[Data entries]
•••••
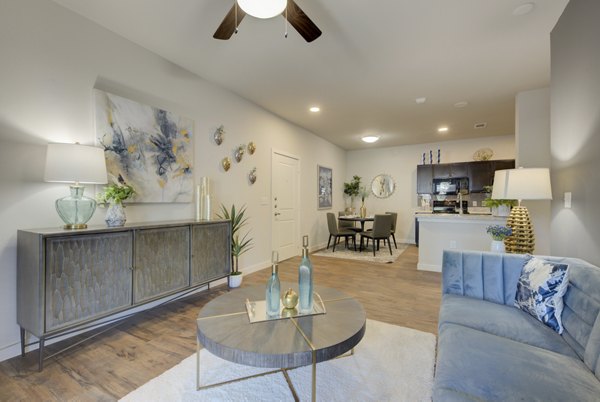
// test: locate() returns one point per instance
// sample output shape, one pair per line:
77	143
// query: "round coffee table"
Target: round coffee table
•••••
- **TASK DESCRIPTION**
In the data above, which lines include "table"? Return those lines.

- **SOLVED PROBLEM**
// query: "round coffee table"
Target: round coffee table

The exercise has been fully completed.